» **What the task requires**
Return every record exactly as written.

» **Data provided**

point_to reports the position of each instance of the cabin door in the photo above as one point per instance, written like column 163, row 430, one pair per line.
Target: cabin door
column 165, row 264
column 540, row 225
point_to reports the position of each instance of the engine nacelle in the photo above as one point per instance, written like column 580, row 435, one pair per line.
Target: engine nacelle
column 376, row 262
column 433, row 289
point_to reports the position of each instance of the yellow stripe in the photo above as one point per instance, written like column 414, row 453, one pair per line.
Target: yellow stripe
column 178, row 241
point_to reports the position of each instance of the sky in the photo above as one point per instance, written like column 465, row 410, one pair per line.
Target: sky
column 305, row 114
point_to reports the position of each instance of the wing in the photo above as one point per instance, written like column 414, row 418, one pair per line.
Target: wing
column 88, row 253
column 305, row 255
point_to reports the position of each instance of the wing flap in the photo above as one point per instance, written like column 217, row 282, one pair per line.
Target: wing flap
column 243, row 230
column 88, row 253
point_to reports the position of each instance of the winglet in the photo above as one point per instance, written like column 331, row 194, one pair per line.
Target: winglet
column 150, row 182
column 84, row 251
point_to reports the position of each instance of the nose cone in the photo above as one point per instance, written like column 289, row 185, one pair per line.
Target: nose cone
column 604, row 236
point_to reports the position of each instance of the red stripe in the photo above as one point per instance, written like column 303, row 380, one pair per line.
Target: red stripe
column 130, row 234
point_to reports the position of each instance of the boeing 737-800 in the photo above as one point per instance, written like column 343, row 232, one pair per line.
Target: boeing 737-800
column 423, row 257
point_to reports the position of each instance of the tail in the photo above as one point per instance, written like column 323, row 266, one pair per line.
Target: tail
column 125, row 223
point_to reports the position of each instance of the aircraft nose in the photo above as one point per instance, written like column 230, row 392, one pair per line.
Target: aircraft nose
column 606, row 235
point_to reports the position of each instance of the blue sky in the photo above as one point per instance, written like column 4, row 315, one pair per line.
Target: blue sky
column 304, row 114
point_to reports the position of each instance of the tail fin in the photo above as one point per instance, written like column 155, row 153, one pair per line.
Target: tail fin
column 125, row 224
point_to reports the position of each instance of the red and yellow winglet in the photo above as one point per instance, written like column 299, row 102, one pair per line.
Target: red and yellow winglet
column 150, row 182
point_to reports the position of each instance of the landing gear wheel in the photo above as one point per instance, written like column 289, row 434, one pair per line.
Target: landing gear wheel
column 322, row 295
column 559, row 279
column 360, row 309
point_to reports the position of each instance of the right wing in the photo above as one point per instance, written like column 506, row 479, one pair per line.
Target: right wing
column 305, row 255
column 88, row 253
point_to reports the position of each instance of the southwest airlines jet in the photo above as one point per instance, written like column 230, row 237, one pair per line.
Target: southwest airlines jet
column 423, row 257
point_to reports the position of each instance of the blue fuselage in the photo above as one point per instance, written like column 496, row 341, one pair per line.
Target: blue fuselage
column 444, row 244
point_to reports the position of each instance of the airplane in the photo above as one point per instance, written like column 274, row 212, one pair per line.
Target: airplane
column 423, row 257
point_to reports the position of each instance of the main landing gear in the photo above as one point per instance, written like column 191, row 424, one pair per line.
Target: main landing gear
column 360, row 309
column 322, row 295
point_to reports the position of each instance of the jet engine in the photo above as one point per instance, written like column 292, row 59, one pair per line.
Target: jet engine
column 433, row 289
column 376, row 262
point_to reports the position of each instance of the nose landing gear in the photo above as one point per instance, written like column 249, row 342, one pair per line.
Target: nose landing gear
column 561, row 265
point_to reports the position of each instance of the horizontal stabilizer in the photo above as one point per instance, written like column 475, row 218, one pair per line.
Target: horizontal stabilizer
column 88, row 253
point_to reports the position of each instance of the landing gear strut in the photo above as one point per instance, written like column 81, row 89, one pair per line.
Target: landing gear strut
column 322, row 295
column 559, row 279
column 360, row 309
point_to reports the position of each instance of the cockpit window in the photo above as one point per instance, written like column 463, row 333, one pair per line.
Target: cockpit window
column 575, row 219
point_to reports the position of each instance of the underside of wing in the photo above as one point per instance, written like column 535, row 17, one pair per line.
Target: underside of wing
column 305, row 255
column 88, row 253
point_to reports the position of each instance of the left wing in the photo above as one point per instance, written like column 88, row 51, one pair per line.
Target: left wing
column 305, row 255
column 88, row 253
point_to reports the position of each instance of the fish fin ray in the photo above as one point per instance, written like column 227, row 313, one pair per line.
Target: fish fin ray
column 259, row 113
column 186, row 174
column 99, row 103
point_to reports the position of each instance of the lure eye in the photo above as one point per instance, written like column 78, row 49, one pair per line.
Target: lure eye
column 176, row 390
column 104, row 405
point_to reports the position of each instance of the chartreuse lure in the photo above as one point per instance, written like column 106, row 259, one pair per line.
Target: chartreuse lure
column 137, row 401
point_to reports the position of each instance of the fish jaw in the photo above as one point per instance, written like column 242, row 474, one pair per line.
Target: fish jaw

» **Task solution**
point_to reports the position of each instance of the cabin door in the photo above as one point per instance, written like column 163, row 430, one pair per line.
Target: cabin door
column 165, row 264
column 540, row 225
point_to reports the position of each instance of the engine nacelle in the photo above as one point per instance, written like column 580, row 435, one pair per line.
Target: engine nacelle
column 376, row 262
column 433, row 289
point_to reports the position of each instance of the yellow stripe in the photo above as one point per instance, written like column 414, row 453, one pair per line.
Target: yellow stripe
column 178, row 241
point_to reports the position of each instance of the sky in the photo above as one point per instance, written like column 465, row 410, one pair per line.
Target: sky
column 305, row 114
point_to reports the position of each instance of the wing in the photo above as one point per instance, written like column 414, row 418, one pair per line.
Target: wing
column 88, row 253
column 305, row 255
point_to reports the position of each instance of the wing flap in the photo above as one point per instance, written like column 217, row 282, one pair per line.
Target: wing flap
column 243, row 230
column 88, row 253
point_to reports the position of each instance of the winglet in the photo above as one point per instance, written like column 331, row 194, one pair per line.
Target: winglet
column 150, row 182
column 84, row 251
point_to reports the position of each instance of the nose cone in the photo above as one point per instance, written like column 289, row 185, one pair per line.
Target: nose cone
column 604, row 236
point_to reports the position of each instance of the red stripe in the photo above as one point per instance, written like column 303, row 380, one pair per line.
Target: red stripe
column 130, row 234
point_to reports the position of each instance of the boeing 737-800 in the photo above as one point per instance, written like column 343, row 232, one pair per line.
Target: boeing 737-800
column 423, row 257
point_to reports the position of each instance of the tail in the photo above as one point per instance, written like column 323, row 266, one pair per line.
Target: tail
column 125, row 223
point_to reports the position of each instance of the aircraft nose in the photo above as one point per instance, written like column 230, row 392, one pair per line.
Target: aircraft nose
column 606, row 235
point_to reports the position of each instance of the blue sky in the photo above as one point per instance, written like column 4, row 315, one pair per line.
Target: blue sky
column 304, row 114
point_to reports the position of each instance of the tail fin in the photo above as one point per instance, written like column 155, row 153, one pair per line.
Target: tail fin
column 125, row 224
point_to reports the position of each instance of the red and yellow winglet in the photo above as one point per instance, written like column 299, row 102, one pair per line.
Target: red and yellow winglet
column 150, row 182
point_to reports the position of each instance of the landing gear wheel in the photo above as one point per instance, written like column 289, row 434, one pair per line.
Target: landing gear wheel
column 322, row 295
column 559, row 279
column 360, row 309
point_to reports the position of each instance of the right wing in the photo above as one point per instance, written like column 506, row 479, one pair per line.
Target: right wing
column 305, row 255
column 88, row 253
point_to reports the position of each instance of the southwest airlines jet in the photo above as one point per instance, written like column 230, row 237, one pair per line.
Target: southwest airlines jet
column 423, row 257
point_to reports the position of each instance of the blue fuselage in the photo above as one point per instance, written like column 496, row 341, one pair per line.
Target: blue fuselage
column 444, row 244
point_to reports the position of each instance of the airplane in the photo above as one point per instance, written like column 274, row 212, one pair per line.
Target: airplane
column 423, row 257
point_to reports the position of each instance of the main landing gear in the photo above as one point per instance, written like column 191, row 424, one pair per line.
Target: main landing gear
column 360, row 309
column 322, row 295
point_to reports the position of each instance of the jet engine in the photo above as one point per instance, written like column 292, row 59, one pair per line.
Target: jet engine
column 433, row 289
column 376, row 262
point_to reports the position of each instance of the nose landing gear in the photo above as one point per instance, written like column 249, row 342, one pair per line.
Target: nose landing gear
column 561, row 265
point_to reports the position of each instance of the horizontal stabilizer in the photo above as one point per instance, written like column 475, row 218, one pair per line.
Target: horizontal stabilizer
column 88, row 253
point_to reports the position of each instance of the landing gear strut in the photo above as one point per instance, written like column 81, row 89, one pair per line.
Target: landing gear strut
column 322, row 295
column 559, row 279
column 360, row 309
point_to reports the position of each instance of the cockpit window in the photo above as one point per instance, written like column 463, row 333, one pair per line.
Target: cockpit window
column 575, row 219
point_to reports the position of each instance of the underside of wing in the photo above as one point per instance, written like column 535, row 17, one pair per line.
Target: underside of wing
column 305, row 255
column 88, row 253
point_to reports the position of each instance of the left wing in the photo above as one point per instance, written like column 88, row 51, one pair per line.
Target: left wing
column 305, row 255
column 88, row 253
point_to reports the position of each instance of the fish fin ray in the photo above as one point per instance, written like column 227, row 313, one pair per line.
Target: fish fin ray
column 259, row 113
column 186, row 174
column 99, row 103
point_to reports the position of each instance of the lure eye in the photo above as one point per instance, written like column 78, row 49, one pair per line.
Target: lure eye
column 176, row 390
column 104, row 405
point_to reports the position of each instance of the chartreuse lure in the photo above as one point per instance, written like column 106, row 259, one pair per line.
Target: chartreuse lure
column 137, row 401
point_to reports the position of each instance of the fish jaw in the photo above as one point per instance, written like column 242, row 474, one pair per line.
Target: fish jaw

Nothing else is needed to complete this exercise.